--- Start Records shown ---

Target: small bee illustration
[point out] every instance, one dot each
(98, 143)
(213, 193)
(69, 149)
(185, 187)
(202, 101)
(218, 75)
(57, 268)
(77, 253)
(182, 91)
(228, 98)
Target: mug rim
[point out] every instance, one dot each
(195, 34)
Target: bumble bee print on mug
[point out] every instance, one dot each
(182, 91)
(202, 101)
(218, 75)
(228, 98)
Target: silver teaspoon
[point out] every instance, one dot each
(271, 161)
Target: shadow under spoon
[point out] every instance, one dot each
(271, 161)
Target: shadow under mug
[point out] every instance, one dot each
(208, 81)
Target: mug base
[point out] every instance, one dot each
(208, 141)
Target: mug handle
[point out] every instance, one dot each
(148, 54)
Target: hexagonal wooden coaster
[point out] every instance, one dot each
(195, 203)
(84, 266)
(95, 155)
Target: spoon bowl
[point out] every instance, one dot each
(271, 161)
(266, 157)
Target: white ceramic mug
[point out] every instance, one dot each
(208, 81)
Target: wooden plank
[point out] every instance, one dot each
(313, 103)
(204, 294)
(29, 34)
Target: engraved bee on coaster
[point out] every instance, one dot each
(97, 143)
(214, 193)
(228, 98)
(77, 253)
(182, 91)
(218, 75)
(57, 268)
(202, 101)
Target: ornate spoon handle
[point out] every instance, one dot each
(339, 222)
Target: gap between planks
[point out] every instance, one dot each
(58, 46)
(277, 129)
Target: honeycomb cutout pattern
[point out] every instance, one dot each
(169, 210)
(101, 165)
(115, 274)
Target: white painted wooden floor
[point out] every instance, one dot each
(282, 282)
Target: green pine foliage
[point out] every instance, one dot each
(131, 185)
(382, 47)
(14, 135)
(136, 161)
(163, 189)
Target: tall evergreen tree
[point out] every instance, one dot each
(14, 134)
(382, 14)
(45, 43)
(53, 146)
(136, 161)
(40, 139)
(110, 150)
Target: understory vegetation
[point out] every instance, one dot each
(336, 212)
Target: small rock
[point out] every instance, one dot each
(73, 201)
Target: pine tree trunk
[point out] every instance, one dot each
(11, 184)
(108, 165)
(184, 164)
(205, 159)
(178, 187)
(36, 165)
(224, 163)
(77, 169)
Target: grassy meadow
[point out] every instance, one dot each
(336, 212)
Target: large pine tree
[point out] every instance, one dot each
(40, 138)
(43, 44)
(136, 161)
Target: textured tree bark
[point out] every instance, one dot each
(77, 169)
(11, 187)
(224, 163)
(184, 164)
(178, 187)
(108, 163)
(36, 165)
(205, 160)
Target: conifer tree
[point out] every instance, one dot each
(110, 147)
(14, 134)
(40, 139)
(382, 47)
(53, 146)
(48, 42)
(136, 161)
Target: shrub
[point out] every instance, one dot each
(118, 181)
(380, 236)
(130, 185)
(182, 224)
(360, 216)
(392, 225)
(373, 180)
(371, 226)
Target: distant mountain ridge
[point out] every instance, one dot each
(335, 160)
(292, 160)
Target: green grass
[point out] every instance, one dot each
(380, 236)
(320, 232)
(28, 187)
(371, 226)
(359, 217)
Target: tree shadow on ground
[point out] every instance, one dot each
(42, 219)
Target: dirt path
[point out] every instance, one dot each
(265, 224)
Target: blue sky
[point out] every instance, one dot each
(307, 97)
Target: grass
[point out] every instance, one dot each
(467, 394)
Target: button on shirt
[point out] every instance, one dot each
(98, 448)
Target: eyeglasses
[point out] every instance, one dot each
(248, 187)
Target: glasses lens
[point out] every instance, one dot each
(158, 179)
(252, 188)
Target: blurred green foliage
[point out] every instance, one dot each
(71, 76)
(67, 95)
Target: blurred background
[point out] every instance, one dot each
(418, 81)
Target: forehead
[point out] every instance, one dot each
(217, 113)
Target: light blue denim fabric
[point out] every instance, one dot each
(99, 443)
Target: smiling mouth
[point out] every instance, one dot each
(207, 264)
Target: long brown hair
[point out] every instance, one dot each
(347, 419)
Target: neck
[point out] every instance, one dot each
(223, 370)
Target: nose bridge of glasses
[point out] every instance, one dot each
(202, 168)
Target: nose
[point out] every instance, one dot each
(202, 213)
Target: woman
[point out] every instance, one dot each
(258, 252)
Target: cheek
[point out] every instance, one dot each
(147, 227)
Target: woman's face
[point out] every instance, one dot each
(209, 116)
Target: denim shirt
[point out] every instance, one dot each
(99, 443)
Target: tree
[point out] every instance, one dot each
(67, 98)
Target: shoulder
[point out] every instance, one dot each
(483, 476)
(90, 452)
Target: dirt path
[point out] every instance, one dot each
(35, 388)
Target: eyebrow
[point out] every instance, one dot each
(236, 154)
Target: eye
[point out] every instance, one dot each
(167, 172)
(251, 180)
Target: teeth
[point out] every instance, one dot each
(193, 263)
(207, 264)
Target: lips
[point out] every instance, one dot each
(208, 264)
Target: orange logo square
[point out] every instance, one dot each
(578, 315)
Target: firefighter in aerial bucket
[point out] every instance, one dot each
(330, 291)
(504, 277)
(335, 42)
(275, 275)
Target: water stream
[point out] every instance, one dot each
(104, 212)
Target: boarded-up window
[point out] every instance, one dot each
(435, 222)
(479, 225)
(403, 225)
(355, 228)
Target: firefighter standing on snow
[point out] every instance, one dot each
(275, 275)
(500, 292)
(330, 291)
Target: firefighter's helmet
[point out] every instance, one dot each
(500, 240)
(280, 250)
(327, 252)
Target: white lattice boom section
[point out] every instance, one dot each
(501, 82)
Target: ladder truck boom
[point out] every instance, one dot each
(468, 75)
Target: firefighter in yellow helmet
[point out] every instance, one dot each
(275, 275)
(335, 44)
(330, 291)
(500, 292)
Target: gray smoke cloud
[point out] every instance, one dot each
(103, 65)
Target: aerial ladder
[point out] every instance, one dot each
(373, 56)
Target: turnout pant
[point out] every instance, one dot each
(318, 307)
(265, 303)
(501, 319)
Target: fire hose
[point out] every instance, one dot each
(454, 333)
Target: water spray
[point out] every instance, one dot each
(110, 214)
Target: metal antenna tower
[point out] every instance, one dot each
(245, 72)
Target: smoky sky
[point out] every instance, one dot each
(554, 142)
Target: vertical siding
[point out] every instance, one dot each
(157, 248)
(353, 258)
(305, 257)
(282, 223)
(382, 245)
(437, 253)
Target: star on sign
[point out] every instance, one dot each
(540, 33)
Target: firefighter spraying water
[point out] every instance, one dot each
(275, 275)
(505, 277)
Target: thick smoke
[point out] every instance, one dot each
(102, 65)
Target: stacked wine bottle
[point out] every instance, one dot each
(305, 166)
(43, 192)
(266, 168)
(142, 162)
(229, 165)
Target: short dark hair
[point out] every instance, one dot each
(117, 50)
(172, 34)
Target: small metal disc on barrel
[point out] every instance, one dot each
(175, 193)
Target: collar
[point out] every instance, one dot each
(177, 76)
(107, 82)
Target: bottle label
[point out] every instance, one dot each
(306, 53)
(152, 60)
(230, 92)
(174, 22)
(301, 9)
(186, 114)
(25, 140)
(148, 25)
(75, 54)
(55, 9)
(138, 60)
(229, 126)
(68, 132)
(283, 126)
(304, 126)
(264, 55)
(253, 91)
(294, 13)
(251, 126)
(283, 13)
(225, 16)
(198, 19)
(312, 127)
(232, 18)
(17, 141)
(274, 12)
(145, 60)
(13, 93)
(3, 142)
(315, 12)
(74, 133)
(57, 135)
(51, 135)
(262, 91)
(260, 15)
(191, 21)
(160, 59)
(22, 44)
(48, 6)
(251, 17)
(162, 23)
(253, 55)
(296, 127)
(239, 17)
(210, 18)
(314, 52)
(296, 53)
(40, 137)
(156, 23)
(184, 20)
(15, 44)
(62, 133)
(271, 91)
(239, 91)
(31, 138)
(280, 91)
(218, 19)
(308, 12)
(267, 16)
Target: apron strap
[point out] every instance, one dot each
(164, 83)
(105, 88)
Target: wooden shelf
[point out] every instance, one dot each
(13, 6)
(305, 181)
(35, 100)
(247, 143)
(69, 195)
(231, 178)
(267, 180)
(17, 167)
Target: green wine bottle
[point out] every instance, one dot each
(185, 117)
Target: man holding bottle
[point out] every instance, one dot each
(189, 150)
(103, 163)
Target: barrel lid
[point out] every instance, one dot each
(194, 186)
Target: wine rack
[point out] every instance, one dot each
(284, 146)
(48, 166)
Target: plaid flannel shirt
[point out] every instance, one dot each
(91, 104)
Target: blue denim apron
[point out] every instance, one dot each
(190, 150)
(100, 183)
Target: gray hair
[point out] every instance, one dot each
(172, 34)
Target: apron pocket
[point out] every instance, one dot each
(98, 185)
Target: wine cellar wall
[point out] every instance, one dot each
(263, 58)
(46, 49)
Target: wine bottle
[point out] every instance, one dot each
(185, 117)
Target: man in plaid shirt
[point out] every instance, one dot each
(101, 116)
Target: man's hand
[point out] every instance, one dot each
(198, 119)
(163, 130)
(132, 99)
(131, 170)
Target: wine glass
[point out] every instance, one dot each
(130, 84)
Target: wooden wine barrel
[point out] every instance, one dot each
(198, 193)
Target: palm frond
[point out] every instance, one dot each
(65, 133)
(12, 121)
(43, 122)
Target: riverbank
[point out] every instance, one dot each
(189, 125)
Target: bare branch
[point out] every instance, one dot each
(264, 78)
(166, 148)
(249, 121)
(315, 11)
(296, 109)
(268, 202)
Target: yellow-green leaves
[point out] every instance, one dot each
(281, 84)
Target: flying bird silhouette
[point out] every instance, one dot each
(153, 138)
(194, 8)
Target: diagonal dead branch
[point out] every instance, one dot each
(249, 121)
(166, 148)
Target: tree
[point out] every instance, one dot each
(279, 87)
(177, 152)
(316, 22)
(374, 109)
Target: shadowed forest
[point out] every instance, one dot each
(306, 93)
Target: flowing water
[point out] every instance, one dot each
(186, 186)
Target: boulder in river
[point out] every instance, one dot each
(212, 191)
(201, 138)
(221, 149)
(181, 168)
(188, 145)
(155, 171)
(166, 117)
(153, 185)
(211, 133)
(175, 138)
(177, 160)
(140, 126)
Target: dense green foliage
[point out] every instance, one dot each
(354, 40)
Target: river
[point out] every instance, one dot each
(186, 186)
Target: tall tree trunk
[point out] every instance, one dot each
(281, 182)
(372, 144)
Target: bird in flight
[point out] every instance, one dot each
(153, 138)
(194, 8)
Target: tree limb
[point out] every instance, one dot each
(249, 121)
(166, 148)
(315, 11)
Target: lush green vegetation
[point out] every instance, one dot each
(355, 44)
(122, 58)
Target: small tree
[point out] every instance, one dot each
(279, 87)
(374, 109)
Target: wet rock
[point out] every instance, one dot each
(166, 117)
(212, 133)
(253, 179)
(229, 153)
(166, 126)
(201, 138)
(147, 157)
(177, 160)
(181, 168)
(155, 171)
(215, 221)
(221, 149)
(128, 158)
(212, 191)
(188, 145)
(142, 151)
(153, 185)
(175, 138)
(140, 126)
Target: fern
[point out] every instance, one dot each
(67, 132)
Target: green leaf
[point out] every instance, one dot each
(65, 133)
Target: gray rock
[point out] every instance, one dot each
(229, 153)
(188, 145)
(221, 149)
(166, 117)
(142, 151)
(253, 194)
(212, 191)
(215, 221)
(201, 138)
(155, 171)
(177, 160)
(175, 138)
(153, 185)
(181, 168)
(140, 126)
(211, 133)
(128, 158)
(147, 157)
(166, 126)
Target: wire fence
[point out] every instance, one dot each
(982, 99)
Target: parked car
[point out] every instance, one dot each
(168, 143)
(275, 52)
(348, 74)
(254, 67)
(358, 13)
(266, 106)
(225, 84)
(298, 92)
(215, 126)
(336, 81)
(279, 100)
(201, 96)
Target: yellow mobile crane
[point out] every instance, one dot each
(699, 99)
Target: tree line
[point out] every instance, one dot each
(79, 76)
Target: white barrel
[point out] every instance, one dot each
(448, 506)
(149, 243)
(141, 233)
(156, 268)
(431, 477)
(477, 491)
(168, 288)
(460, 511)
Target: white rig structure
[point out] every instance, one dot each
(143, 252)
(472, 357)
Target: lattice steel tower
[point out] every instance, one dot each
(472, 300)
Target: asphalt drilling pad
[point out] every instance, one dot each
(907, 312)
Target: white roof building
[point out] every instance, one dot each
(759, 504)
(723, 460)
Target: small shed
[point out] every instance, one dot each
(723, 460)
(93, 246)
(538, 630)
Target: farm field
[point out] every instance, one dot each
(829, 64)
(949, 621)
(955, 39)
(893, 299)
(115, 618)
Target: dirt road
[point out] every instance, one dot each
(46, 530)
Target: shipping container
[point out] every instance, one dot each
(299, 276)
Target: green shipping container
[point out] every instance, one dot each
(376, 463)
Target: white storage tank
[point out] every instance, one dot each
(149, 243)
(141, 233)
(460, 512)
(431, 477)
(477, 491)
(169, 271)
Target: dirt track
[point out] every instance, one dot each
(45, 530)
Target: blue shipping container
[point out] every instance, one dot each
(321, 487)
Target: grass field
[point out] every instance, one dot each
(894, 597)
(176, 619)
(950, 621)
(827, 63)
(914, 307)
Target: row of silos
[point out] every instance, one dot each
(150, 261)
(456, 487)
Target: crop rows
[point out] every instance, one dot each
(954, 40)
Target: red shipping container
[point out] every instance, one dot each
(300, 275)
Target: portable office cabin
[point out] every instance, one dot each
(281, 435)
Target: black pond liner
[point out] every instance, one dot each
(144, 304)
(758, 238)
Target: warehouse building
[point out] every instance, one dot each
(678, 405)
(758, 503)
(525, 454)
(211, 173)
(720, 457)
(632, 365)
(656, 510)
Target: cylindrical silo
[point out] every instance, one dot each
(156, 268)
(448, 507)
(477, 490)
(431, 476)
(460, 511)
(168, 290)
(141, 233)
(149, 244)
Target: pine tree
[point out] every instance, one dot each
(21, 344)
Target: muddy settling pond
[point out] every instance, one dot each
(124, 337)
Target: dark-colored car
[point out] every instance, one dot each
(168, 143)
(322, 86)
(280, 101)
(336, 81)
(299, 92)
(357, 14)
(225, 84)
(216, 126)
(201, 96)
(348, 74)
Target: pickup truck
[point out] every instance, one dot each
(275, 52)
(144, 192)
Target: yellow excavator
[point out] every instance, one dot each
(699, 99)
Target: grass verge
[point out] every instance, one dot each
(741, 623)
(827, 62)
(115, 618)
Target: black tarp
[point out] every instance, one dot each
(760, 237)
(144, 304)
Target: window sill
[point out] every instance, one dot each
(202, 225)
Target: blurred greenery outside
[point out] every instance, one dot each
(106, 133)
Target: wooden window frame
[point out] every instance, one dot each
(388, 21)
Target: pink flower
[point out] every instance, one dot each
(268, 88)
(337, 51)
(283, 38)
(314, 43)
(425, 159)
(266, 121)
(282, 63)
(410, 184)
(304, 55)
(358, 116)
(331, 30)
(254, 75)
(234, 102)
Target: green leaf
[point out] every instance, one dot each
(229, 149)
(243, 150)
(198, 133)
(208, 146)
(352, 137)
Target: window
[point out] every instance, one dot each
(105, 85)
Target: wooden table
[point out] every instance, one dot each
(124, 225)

--- End Records shown ---

**What is being asked**
Only the lines from the one that contains "Target: crop rows" to the end of the data should be output, exactly as they appear.

**Reply to the exercise**
Target: crop rows
[point out] every instance, one dot each
(954, 40)
Target: red shipping container
[point out] every instance, one dot each
(300, 275)
Target: portable office cabin
[point out] every instance, one dot each
(281, 435)
Target: black pond liner
[point out] every instance, one dot each
(144, 304)
(758, 238)
Target: warehouse building
[point out] every instance, one dot each
(678, 405)
(758, 503)
(525, 454)
(211, 173)
(720, 457)
(632, 365)
(656, 510)
Target: cylindrical silo
[point out] every instance, one dot each
(156, 268)
(448, 507)
(477, 490)
(431, 476)
(460, 511)
(168, 290)
(141, 233)
(149, 244)
Target: pine tree
[point out] every instance, one dot each
(21, 344)
Target: muddy settling pond
[point out] every instance, one dot each
(124, 337)
Target: dark-colored car
[point out] every instance, one dot each
(168, 143)
(322, 86)
(280, 101)
(336, 81)
(299, 92)
(357, 14)
(225, 84)
(216, 126)
(201, 96)
(348, 74)
Target: pickup truck
[point out] every instance, one dot each
(275, 52)
(144, 192)
Target: yellow excavator
[point out] every instance, one dot each
(699, 99)
Target: grass verge
[point out] every instance, one dot each
(741, 623)
(827, 62)
(115, 618)
Target: black tarp
[point out] every instance, one dot each
(760, 237)
(144, 304)
Target: window sill
[point out] every instance, one dot each
(202, 225)
Target: blurred greenery outside
[point out] every instance, one dot each
(106, 133)
Target: wooden window frame
[point out] every instance, one dot each
(388, 21)
Target: pink flower
[point out] every instance, one dot each
(268, 88)
(337, 51)
(283, 38)
(314, 43)
(425, 159)
(266, 121)
(282, 63)
(410, 184)
(304, 55)
(358, 116)
(331, 30)
(254, 75)
(234, 102)
Target: green leaf
[point out] every instance, one dot each
(229, 149)
(243, 150)
(198, 133)
(208, 146)
(352, 137)
Target: window
[point out] every instance, one dot each
(105, 85)
Target: wooden table
[point out] every instance, one dot each
(124, 225)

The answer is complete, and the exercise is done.